REQUIRED WORK: Reproduce the records word for word from the beginning through the line containing "positive clicks: (46, 280)", and leave out the pictures.

Top of DATA FOR REVIEW

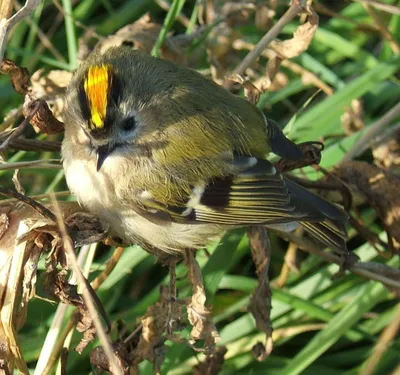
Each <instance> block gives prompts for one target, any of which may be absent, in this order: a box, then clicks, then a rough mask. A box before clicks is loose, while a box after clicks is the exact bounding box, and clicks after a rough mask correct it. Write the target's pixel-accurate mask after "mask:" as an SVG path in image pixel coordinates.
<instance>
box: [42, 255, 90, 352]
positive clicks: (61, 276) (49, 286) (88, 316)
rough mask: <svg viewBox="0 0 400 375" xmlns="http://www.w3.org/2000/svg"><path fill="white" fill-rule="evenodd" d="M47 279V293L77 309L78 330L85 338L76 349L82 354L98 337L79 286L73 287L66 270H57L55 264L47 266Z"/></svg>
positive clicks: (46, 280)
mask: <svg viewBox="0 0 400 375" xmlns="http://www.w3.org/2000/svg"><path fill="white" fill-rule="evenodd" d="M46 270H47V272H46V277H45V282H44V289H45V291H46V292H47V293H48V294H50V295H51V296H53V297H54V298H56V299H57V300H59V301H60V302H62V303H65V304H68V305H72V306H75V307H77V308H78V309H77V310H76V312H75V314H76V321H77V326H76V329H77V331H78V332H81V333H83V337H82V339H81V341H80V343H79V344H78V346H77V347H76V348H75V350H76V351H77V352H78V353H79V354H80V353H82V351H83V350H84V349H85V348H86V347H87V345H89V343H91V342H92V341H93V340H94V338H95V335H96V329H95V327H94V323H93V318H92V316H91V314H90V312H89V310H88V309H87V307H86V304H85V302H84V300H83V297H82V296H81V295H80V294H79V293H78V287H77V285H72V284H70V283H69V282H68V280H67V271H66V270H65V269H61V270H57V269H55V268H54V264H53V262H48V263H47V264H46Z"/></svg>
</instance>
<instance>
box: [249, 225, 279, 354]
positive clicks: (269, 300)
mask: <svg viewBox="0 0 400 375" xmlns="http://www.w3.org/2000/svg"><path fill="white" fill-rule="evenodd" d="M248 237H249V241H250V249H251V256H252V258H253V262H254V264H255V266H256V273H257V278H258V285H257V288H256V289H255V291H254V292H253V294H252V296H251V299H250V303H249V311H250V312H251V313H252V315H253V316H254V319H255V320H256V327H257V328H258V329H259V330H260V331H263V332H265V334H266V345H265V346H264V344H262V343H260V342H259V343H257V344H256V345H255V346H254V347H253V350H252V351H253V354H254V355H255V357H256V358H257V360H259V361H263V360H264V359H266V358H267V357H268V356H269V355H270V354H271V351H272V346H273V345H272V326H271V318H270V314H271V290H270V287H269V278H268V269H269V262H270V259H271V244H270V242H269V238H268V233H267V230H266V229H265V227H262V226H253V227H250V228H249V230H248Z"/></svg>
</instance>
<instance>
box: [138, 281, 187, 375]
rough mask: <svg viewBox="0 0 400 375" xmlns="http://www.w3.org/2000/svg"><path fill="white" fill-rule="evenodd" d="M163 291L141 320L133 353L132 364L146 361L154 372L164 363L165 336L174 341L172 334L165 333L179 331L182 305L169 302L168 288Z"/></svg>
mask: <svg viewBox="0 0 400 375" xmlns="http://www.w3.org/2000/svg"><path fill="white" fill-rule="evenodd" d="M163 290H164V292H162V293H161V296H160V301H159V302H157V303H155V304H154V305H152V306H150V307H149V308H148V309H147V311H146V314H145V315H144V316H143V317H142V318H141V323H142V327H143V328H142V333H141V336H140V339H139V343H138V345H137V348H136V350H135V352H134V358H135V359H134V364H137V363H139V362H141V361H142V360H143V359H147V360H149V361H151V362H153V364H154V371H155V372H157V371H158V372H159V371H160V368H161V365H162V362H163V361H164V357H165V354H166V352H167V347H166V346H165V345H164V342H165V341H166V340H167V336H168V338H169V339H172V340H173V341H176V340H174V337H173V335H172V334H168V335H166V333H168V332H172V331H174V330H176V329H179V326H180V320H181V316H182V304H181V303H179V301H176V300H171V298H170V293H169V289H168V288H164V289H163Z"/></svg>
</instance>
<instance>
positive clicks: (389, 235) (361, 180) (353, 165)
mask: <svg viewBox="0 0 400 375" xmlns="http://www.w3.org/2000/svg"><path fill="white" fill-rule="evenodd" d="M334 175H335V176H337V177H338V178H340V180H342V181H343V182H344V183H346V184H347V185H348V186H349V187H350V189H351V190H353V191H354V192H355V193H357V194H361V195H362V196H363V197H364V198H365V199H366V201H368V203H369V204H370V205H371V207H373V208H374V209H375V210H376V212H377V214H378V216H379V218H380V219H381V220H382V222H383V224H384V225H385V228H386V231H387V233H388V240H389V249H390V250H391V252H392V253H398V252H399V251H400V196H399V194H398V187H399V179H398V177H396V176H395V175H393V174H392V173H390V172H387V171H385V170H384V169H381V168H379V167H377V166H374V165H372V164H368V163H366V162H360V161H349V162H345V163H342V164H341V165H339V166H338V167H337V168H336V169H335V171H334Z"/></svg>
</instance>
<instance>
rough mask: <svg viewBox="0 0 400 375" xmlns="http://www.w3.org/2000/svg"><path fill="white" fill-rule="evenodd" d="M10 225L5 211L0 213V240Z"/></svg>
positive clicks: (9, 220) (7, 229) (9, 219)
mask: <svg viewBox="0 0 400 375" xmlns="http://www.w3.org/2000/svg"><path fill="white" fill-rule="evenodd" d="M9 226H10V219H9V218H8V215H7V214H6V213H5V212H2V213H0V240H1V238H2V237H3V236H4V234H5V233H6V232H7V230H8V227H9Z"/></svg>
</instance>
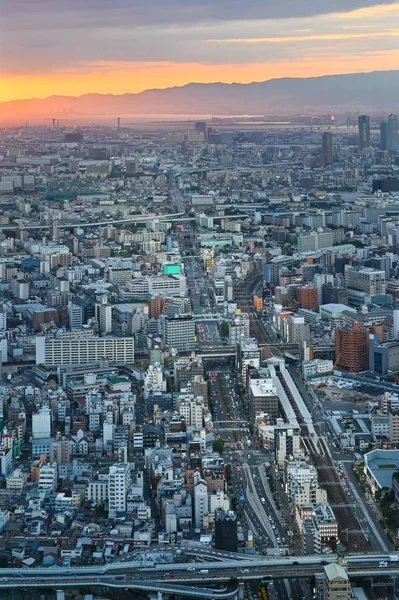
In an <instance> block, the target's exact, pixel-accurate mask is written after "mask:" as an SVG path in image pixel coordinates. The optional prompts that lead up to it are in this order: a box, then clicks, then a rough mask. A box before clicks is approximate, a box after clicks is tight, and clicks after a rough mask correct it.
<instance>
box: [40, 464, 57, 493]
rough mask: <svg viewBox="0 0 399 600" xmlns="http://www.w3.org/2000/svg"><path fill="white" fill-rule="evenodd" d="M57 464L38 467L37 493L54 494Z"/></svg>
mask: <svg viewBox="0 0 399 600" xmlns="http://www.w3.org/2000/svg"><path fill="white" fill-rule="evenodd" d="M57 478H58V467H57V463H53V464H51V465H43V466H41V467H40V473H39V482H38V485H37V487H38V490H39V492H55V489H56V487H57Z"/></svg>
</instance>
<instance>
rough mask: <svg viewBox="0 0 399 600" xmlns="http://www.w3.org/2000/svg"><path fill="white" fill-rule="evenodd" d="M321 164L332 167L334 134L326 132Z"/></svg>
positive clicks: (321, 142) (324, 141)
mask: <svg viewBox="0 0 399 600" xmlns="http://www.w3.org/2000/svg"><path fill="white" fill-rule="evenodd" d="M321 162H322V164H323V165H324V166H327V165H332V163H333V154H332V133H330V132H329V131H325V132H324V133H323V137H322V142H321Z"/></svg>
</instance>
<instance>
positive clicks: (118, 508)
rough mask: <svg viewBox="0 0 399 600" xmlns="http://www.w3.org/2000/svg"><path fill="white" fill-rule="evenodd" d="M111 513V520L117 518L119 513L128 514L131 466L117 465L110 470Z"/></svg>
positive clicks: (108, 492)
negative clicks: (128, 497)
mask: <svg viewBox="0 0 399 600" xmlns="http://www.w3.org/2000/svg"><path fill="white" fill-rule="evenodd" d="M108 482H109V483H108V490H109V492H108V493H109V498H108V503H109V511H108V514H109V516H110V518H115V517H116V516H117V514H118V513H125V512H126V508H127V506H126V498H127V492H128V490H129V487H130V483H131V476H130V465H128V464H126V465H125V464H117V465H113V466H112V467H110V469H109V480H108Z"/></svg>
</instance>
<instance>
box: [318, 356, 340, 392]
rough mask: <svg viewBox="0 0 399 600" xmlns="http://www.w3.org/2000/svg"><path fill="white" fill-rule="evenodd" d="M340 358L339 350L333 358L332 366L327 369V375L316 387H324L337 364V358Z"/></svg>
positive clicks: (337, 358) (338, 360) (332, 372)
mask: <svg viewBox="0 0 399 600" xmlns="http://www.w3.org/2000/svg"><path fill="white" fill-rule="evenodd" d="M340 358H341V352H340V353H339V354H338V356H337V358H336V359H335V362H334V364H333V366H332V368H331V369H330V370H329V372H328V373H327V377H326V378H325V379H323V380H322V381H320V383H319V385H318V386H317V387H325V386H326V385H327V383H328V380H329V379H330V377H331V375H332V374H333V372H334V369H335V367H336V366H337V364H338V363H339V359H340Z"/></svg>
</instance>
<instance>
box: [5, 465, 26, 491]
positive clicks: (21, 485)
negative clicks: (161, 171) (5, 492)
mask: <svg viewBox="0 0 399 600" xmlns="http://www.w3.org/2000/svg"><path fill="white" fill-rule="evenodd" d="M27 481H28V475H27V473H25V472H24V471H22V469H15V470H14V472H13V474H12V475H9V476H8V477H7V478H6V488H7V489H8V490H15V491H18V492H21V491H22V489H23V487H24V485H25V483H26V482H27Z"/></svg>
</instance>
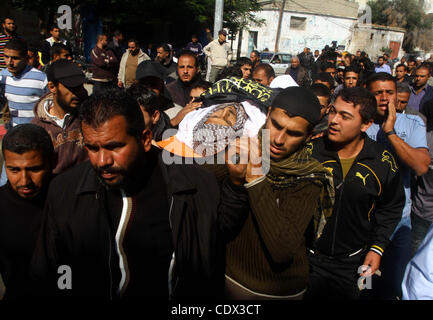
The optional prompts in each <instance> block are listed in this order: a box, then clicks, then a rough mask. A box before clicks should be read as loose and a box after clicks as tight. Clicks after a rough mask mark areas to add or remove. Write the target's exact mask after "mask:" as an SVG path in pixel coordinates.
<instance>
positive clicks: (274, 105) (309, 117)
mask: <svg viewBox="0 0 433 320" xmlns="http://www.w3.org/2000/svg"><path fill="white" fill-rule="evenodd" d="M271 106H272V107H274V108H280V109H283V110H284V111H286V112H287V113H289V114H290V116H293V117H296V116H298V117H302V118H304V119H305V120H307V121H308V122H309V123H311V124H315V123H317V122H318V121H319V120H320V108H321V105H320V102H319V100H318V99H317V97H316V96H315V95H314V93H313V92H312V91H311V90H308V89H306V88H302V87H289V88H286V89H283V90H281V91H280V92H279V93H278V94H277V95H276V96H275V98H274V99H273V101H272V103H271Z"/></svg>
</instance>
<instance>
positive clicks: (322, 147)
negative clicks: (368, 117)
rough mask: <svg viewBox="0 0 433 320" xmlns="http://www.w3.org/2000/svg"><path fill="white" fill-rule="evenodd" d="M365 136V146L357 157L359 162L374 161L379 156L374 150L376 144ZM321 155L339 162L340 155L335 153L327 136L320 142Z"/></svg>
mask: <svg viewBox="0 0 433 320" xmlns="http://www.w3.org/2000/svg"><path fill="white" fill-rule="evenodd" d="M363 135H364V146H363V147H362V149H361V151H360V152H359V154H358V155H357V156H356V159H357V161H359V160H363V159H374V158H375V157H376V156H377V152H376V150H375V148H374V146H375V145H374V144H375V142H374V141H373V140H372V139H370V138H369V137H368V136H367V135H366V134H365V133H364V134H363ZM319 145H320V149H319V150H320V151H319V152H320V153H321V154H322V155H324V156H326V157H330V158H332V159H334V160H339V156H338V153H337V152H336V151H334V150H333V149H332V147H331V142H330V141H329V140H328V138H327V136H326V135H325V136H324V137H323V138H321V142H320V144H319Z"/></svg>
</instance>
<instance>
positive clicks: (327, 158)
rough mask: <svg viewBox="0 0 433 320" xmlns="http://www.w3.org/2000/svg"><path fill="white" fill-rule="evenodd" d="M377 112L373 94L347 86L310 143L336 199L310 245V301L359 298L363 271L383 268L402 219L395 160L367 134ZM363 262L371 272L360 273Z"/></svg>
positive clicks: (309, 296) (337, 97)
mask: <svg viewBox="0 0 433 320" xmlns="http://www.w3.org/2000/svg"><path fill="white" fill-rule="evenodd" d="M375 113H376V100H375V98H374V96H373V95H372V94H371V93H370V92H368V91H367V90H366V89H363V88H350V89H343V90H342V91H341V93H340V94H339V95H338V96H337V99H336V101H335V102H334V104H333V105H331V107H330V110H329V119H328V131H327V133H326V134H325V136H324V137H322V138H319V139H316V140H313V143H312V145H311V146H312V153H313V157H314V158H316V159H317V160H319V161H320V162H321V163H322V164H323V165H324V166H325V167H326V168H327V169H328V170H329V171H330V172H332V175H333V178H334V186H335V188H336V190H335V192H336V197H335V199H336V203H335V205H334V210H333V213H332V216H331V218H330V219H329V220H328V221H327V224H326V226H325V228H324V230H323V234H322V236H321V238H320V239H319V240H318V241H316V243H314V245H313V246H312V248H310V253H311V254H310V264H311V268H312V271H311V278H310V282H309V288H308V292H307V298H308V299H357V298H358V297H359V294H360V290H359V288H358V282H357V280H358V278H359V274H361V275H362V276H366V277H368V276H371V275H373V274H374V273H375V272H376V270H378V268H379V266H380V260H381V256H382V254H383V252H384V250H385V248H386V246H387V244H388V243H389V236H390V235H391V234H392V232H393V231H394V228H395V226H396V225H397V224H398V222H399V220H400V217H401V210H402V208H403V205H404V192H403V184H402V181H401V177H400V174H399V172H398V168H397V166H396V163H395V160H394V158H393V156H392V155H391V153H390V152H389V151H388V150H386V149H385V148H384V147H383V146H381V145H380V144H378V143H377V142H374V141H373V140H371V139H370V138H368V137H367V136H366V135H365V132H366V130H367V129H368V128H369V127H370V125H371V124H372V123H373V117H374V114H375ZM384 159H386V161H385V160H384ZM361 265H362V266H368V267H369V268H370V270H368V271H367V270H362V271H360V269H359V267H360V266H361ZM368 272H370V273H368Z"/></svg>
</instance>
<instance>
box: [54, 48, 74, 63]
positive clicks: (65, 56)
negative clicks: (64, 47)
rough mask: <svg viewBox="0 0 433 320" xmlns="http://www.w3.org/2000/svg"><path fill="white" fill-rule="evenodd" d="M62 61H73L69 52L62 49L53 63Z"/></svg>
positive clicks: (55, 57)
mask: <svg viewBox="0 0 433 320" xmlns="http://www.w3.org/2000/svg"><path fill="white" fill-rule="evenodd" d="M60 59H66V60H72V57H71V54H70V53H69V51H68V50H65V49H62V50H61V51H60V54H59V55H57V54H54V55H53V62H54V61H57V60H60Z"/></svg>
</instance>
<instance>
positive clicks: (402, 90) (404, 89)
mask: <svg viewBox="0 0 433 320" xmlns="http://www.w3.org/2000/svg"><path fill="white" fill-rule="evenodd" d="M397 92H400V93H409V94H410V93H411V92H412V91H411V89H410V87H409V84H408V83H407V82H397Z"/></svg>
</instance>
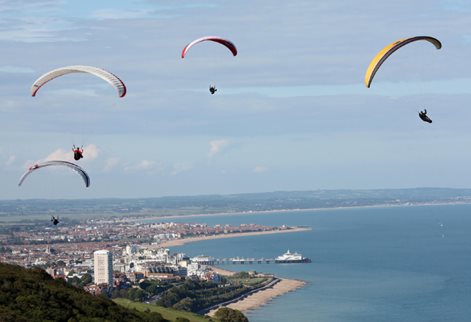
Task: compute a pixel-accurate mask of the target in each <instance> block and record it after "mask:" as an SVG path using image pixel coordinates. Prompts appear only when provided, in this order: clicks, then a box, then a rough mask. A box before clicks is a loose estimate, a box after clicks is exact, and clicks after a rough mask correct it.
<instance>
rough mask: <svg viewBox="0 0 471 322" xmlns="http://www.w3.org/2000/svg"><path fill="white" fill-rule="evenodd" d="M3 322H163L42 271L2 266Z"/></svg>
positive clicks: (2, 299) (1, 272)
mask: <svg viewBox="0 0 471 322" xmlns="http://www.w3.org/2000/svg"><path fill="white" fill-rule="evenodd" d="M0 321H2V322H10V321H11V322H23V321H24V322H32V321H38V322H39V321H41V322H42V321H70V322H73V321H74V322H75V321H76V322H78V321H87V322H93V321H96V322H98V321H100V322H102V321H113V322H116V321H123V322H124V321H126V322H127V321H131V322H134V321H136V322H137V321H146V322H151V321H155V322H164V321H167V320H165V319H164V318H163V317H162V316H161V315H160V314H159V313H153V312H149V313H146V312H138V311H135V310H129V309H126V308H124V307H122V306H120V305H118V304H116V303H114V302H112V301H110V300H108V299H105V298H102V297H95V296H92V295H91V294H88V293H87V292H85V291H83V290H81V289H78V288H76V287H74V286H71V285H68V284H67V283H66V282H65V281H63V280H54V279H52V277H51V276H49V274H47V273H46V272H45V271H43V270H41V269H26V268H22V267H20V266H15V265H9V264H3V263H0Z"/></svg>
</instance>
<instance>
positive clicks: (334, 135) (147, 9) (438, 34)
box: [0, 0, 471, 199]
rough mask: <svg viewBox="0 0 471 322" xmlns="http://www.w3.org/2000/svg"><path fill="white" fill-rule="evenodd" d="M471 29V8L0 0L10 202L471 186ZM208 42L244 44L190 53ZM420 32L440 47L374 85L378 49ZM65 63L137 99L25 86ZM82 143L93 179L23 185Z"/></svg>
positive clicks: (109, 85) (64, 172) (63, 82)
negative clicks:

Bottom of DATA FOR REVIEW

TASK SOLUTION:
Each <instance> block gives prompts for one target, any of which may be absent, in this order: a box, then clicks, then a rough mask. A box before clicks is loose, while a box after clicks is the exact bounding box, and clicks after a rough mask correct it. Write the target's pixel-accurate mask after "mask:" as an SVG path in image pixel coordinates.
<instance>
box: [42, 255, 90, 352]
positive clicks: (61, 276) (49, 286) (88, 316)
rough mask: <svg viewBox="0 0 400 375" xmlns="http://www.w3.org/2000/svg"><path fill="white" fill-rule="evenodd" d="M47 279V293L77 309L78 330L85 338L76 349L82 354L98 337L79 286L73 287L66 270H57L55 264L47 266Z"/></svg>
positive clicks: (46, 280)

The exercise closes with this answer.